## Information supplied
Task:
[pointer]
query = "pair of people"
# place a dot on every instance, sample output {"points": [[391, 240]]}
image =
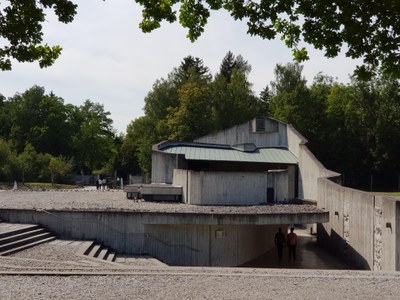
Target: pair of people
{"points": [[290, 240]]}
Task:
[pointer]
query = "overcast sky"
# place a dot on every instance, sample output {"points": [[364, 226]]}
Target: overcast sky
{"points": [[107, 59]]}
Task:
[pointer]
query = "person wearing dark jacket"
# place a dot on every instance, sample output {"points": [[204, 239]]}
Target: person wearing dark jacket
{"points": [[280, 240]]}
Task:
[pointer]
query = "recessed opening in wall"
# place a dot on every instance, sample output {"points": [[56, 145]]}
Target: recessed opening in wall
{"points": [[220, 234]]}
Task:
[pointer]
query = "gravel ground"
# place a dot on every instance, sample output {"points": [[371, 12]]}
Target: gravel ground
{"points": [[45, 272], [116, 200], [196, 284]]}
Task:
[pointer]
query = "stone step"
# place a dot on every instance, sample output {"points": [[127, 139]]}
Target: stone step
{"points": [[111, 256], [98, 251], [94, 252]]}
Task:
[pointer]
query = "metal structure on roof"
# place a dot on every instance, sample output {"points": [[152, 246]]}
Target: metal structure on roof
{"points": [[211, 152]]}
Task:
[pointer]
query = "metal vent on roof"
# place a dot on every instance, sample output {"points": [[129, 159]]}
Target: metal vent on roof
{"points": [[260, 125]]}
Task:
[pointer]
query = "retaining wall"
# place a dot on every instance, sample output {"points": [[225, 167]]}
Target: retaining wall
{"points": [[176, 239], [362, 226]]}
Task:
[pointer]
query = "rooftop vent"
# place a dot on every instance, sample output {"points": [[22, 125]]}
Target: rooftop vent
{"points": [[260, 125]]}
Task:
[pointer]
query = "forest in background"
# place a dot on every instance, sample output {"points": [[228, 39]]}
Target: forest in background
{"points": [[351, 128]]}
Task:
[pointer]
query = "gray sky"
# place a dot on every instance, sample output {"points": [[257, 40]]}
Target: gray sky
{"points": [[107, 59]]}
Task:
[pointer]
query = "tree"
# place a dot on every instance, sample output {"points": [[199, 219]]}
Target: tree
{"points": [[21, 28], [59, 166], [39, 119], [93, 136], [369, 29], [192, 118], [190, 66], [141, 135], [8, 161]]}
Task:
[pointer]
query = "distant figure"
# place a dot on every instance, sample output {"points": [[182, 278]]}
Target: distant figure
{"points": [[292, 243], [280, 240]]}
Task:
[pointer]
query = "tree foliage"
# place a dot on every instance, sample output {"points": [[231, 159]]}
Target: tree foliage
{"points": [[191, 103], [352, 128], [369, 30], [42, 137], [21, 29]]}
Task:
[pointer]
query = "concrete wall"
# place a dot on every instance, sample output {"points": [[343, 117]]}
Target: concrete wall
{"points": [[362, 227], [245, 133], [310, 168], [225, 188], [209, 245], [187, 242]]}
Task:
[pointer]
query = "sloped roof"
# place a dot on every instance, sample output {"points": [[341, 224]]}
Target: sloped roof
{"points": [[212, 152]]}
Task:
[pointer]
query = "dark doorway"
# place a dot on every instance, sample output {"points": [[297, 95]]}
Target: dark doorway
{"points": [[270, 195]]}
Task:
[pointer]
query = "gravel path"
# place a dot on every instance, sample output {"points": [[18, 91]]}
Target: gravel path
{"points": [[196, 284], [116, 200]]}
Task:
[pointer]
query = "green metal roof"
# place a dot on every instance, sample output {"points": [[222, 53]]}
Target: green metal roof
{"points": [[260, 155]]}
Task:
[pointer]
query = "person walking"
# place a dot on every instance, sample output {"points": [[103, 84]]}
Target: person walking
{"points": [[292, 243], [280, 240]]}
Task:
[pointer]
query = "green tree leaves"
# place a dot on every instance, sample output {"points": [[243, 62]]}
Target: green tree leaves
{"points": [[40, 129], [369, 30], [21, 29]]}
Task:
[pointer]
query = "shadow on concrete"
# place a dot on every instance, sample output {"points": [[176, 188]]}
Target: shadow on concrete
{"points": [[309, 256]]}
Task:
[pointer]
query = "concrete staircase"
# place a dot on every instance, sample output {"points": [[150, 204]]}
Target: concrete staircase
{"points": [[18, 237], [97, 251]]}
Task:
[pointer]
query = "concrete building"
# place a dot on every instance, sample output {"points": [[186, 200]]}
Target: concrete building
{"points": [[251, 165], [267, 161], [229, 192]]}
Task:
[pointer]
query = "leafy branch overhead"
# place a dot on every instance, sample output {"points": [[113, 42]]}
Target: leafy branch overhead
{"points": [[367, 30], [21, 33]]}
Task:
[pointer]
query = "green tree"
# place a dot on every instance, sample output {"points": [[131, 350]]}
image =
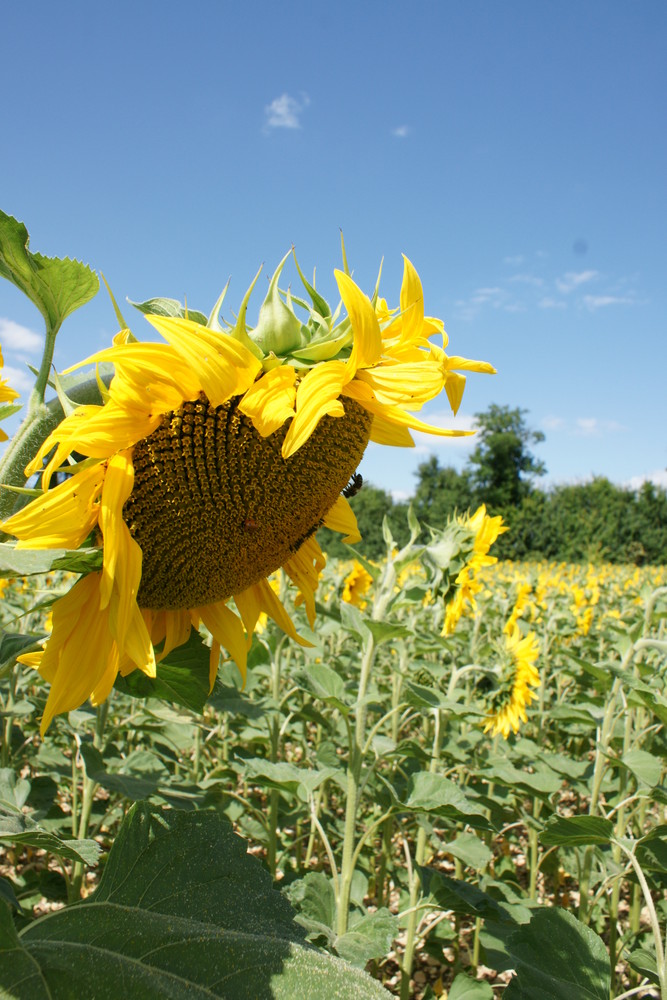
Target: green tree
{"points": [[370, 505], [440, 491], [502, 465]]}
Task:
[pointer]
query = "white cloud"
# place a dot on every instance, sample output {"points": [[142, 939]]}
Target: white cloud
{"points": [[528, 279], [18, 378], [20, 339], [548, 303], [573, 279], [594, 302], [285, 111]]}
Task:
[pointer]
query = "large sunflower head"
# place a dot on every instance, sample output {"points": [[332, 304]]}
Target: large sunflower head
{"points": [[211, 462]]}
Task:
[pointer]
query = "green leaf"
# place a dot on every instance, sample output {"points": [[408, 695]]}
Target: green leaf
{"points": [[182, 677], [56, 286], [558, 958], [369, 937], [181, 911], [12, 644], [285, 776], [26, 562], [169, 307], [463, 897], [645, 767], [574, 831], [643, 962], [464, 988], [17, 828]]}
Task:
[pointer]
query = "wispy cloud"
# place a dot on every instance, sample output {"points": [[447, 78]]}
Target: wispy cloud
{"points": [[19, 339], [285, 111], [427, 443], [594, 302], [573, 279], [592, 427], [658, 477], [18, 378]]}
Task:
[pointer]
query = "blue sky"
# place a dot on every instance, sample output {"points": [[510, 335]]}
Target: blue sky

## Exercise brief
Will you restate every entry word for word and omit the images?

## Output of the exercise
Task:
[pointer]
query = "pair of people"
# place a dot on every instance, sample output {"points": [[391, 240]]}
image =
Target: pair of people
{"points": [[290, 240]]}
Task:
[pointer]
query = "overcast sky"
# place a dot on every instance, sample output {"points": [[364, 226]]}
Target: overcast sky
{"points": [[107, 59]]}
Task:
[pointer]
query = "person wearing dark jacket"
# place a dot on every instance, sample output {"points": [[204, 239]]}
Target: person wearing dark jacket
{"points": [[280, 240]]}
Task:
[pointer]
query = "recessed opening in wall"
# place a dot on every instance, sample output {"points": [[56, 145]]}
Target: recessed opening in wall
{"points": [[220, 234]]}
Task:
[pointer]
query = "gravel ground"
# place a dot on every instance, sample output {"points": [[371, 12]]}
Target: gravel ground
{"points": [[45, 272], [116, 200], [196, 284]]}
Task:
[pointer]
query = "stone step"
# place a dot on every instance, sample output {"points": [[127, 139]]}
Target: stone step
{"points": [[111, 256], [98, 251], [94, 252]]}
Task:
[pointer]
query = "metal structure on roof"
# place a dot on every instance, sample output {"points": [[152, 246]]}
Target: metal structure on roof
{"points": [[211, 152]]}
Task:
[pointer]
query = "metal vent on roof"
# place a dot on every instance, sample output {"points": [[129, 159]]}
Target: metal vent on roof
{"points": [[260, 125]]}
Task:
[pointer]
query = "retaining wall"
# place a dot on every instance, sample output {"points": [[225, 167]]}
Target: retaining wall
{"points": [[176, 239], [362, 226]]}
Task:
[pointer]
query = "rooftop vent"
# place a dot on every instance, sample output {"points": [[22, 125]]}
Target: rooftop vent
{"points": [[260, 125]]}
Task:
[pointer]
query = "forest in background"
# place a dot on every instance, sample output {"points": [[228, 39]]}
Target: forest in background
{"points": [[351, 128]]}
Task:
[pointer]
query = "gray sky"
# place a dot on every instance, sample output {"points": [[257, 40]]}
Target: gray sky
{"points": [[107, 59]]}
Task:
[pointer]
query = "tree"
# place a dot on every instance, sample output {"points": [[199, 219]]}
Target: tree
{"points": [[21, 28], [59, 166], [39, 119], [93, 136], [369, 29], [192, 118], [190, 66], [141, 135], [8, 161]]}
Task:
[pointer]
query = "distant figure"
# place a dot on every instance, sample output {"points": [[182, 278]]}
Target: distant figure
{"points": [[292, 243], [280, 240]]}
Task:
[pointer]
query = "tree foliage"
# place a dot on every instance, sample output {"points": [[231, 159]]}
Target: tree foliage
{"points": [[191, 103], [352, 128], [369, 30], [42, 137], [21, 29]]}
Task:
[pointer]
query = "concrete wall"
# place a dot on every instance, sample output {"points": [[343, 117]]}
Target: concrete wall
{"points": [[362, 227], [245, 133], [310, 168], [225, 188], [209, 245], [187, 242]]}
Task:
[pointer]
query = "sloped roof"
# place a dot on every instance, sample output {"points": [[341, 224]]}
Target: sloped roof
{"points": [[212, 152]]}
Task:
[pointer]
query = "dark doorway"
# place a dot on every instance, sample output {"points": [[297, 95]]}
Target: dark doorway
{"points": [[270, 195]]}
Task:
[pointer]
query = "gravel path"
# place a dot on every instance, sample output {"points": [[18, 91]]}
Target: gravel path
{"points": [[196, 284], [116, 200]]}
Task:
[pointer]
query = "green metal roof"
# place a dot on every instance, sample output {"points": [[222, 53]]}
Target: green metal roof
{"points": [[260, 155]]}
Task:
[pointer]
query = "person walking"
# place a dot on every instance, sample output {"points": [[103, 84]]}
Target: person walking
{"points": [[292, 243], [280, 240]]}
Task:
[pointer]
query = "green tree leaves"
# place a dot on every instance, sample output {"points": [[243, 62]]}
Target: green tree leaves
{"points": [[40, 129], [369, 30], [21, 29]]}
Task:
[pointer]
query = "shadow on concrete"
# place a dot on every instance, sample output {"points": [[176, 188]]}
Target: shadow on concrete
{"points": [[309, 256]]}
Task:
[pointer]
query = "concrete staircase"
# place a dot on every instance, sample output {"points": [[150, 204]]}
Target: concrete staircase
{"points": [[18, 237], [97, 251]]}
Task:
[pointer]
query = "concrete building"
# place a dot on every instance, sample output {"points": [[186, 200]]}
Target: concrete building
{"points": [[251, 165], [267, 161], [229, 192]]}
Task:
[pointer]
query = "leafy branch overhead"
# place a dot on every instance, sample output {"points": [[113, 42]]}
Target: leafy branch overhead
{"points": [[367, 30], [21, 33]]}
Task:
[pointer]
query = "green tree"
# place a dot on every instance, sample output {"points": [[131, 350]]}
image =
Target: green tree
{"points": [[370, 505], [440, 491], [502, 465]]}
Task:
[pointer]
query = "white cloud"
# place a dot on every instance, sample output {"points": [[142, 939]]}
Target: white cloud
{"points": [[528, 279], [18, 378], [20, 339], [548, 303], [573, 279], [594, 302], [285, 111]]}
Task:
[pointer]
query = "large sunflower head"
# place a dot on every instance, sample output {"points": [[332, 304]]}
Target: large sunflower head
{"points": [[211, 462]]}
Task:
[pointer]
query = "green leaf"
# place a dot on every instance, sample output {"points": [[408, 695]]}
Target: green leaf
{"points": [[182, 677], [56, 286], [558, 958], [369, 937], [181, 911], [12, 644], [285, 776], [26, 562], [169, 307], [463, 897], [645, 767], [574, 831], [643, 962], [464, 988], [17, 828]]}
Task:
[pointer]
query = "wispy cloud"
# place a dot on every instance, sample output {"points": [[447, 78]]}
Target: wispy cloud
{"points": [[19, 339], [285, 111], [427, 443], [594, 302], [573, 279], [592, 427], [658, 477], [18, 378]]}
Task:
[pointer]
query = "blue sky"
# place a dot on every instance, sample output {"points": [[510, 335]]}
Target: blue sky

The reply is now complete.